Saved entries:
┄┄┄┄┄┄┄┄┄┄

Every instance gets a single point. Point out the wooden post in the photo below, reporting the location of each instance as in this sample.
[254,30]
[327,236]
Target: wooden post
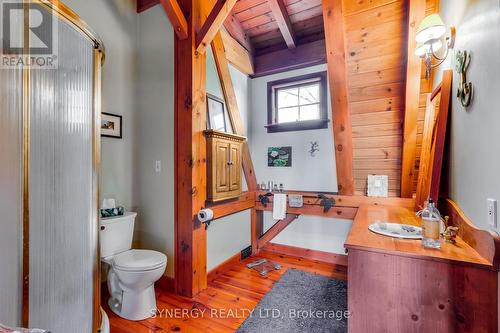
[337,76]
[190,156]
[416,13]
[257,226]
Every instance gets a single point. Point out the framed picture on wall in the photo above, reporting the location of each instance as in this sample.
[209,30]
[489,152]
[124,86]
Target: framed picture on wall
[279,156]
[111,125]
[217,116]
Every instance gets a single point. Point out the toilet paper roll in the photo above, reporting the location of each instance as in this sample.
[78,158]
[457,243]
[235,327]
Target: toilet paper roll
[205,215]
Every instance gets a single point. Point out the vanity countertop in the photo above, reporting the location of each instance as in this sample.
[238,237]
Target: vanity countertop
[360,238]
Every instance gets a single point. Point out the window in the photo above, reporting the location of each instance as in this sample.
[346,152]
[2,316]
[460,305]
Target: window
[218,118]
[297,103]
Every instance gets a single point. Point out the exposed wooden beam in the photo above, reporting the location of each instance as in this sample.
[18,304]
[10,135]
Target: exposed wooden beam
[440,135]
[337,75]
[416,13]
[237,54]
[213,23]
[311,198]
[304,55]
[234,28]
[276,229]
[176,17]
[143,5]
[278,9]
[232,107]
[244,202]
[190,157]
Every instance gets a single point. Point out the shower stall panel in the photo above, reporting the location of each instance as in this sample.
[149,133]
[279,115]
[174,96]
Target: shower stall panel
[62,212]
[11,203]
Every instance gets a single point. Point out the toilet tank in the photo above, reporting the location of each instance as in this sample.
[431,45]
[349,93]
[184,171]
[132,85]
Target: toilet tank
[116,234]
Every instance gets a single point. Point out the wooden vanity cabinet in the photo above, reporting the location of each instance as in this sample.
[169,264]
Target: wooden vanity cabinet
[223,165]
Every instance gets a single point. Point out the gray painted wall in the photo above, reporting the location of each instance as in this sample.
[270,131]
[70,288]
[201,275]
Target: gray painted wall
[155,141]
[115,22]
[307,173]
[475,132]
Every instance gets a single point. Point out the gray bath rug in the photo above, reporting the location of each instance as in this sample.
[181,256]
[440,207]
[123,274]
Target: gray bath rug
[300,302]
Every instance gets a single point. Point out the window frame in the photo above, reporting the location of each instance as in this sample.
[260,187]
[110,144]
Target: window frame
[297,81]
[228,128]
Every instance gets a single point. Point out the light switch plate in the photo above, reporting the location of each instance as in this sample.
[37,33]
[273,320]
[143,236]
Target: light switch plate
[492,213]
[378,186]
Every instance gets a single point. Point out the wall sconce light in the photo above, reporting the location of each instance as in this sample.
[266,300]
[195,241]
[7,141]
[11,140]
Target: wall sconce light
[431,37]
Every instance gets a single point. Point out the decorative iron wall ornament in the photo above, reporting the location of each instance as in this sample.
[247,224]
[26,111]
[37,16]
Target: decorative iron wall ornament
[314,148]
[465,90]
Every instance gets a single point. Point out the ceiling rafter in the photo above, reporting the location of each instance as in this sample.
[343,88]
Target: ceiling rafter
[282,18]
[176,17]
[234,28]
[213,23]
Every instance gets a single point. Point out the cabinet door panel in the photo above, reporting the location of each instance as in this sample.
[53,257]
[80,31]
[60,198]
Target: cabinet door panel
[235,167]
[221,164]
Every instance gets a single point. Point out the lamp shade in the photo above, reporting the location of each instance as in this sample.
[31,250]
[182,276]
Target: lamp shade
[424,48]
[431,27]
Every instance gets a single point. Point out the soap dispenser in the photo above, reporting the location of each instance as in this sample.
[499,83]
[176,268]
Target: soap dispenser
[431,226]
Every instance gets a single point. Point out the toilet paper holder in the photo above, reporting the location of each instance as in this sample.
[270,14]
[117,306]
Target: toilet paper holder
[205,216]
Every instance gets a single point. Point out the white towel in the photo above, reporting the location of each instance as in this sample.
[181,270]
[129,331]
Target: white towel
[108,203]
[279,206]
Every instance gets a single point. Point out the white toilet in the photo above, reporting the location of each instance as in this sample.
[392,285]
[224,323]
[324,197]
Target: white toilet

┄┄┄┄┄┄┄┄┄┄

* DESCRIPTION OF THE TASK: The answer must be an exact copy of every record above, minus the pictures.

* SOLUTION TO THIS PROBLEM:
Every instance gets a single point. Point out the wooden post in the photo below, reporting the location of each instance as in this sample.
[254,30]
[327,236]
Target: wooden post
[337,76]
[190,156]
[416,13]
[257,226]
Every instance gets a single point. Point out the framed picture on wall in the photo above, reporting the location of each instance as in this sample.
[209,30]
[489,152]
[124,86]
Target: framed picture on wall
[279,156]
[111,125]
[217,116]
Every instance gets a single point. Point out the toilet paper roll in the photo above, reporting the location of each instance as in this sample.
[78,158]
[457,243]
[235,327]
Target: toilet paper roll
[205,215]
Every instance gets a single point. Point out the vanity countertop in the photo above, reporting the location of each instance as in this sample.
[238,237]
Target: vanity countertop
[360,238]
Every instance gets a single point. Point out the window in the photo above, reporting the location of each instance as in this sample.
[346,152]
[2,316]
[460,305]
Target: window
[218,118]
[297,103]
Every instance gets a single point. Point out the exposed wooden beam in the photo above, reporting the location of each instance as in this sample.
[18,304]
[10,135]
Target: exposed wooden beam
[440,135]
[337,75]
[416,13]
[237,54]
[213,23]
[311,198]
[304,55]
[234,28]
[276,229]
[176,17]
[143,5]
[278,9]
[232,107]
[244,202]
[190,157]
Every instance gets a single point. Point out the shower stall panel in the photo above, reporting the location of each instance as in this sample.
[149,133]
[279,115]
[174,96]
Target: shower stall panel
[62,212]
[11,203]
Every instance gets a single point. Point out the toilet tank in the photo above, reporting the location of each instance as in this sample.
[431,45]
[349,93]
[184,171]
[132,85]
Target: toilet tank
[116,234]
Every instance gets a single point. Point out the wooden vanity cabinet in the photo above, reporting the location of each instance as in this sample.
[169,264]
Target: wooden vanity cabinet
[223,165]
Every instance gets a single point. Point out the gray painted wall in the photo above, reporting the location of each instance as in this sample.
[270,131]
[70,288]
[201,275]
Target: gray painted wall
[155,141]
[115,22]
[307,173]
[475,132]
Every instance gets a single point. Point out the gray bath rug in the photo above, reporting the location of each instance as in this sample.
[181,256]
[440,207]
[123,274]
Target: gray bath rug
[300,302]
Every instance gets a single point. Point out the window frame in the photo above, reporting the location of each instance as in this sample.
[260,187]
[110,144]
Target: window frame
[297,81]
[228,128]
Every instance gets a single point. Point out the light switch plate in the photo above, reporting the location of each instance as in this sample.
[37,33]
[273,320]
[143,236]
Target: light switch plate
[492,213]
[378,186]
Every instance gets a single point. Point out the wall sconce light in the photo above, reporting the location of each instance as in this sample.
[266,300]
[195,241]
[7,141]
[11,140]
Target: wall sconce light
[431,37]
Every instance gets a single point. Point out the decorative iron wall ornament in the photo above, reporting the location of each instance as in this sample.
[247,224]
[26,111]
[37,16]
Target: decorative iron wall ornament
[314,148]
[465,90]
Every instance gets a single point. Point out the ceiling rafter in the photo above, reporting the location of each instance as in this sample.
[343,88]
Target: ceiling rafter
[282,18]
[176,17]
[234,28]
[213,23]
Every instance gets a single point. Point out the cabinet door panel in the photo above, reporting the location of each instance as in this sample.
[53,257]
[80,31]
[60,198]
Target: cabinet door panel
[235,167]
[221,164]
Every instance gets a single point. Point out the lamp shade in the photo above, reporting the location of each instance as in this sample.
[31,250]
[182,276]
Target: lamp shade
[424,48]
[431,27]
Every instance gets a single point. Point out the soap dispenser in the photo above, reporting the location of each instance as in this sample.
[499,83]
[176,268]
Target: soap dispenser
[431,226]
Every instance gets a single point. Point out the toilet paper holder in the photo above, reporting the location of each instance as in this sample.
[270,14]
[117,306]
Target: toilet paper holder
[205,216]
Every instance gets a single point. Point out the white towel in the photo above, reporting the location of each instance as in this sample.
[181,270]
[129,331]
Target: white towel
[108,203]
[279,206]
Every instance gets a single point. Point out the white toilet in the photo above, reporting the location of each instance as in this sample.
[392,285]
[224,323]
[324,197]
Target: white toilet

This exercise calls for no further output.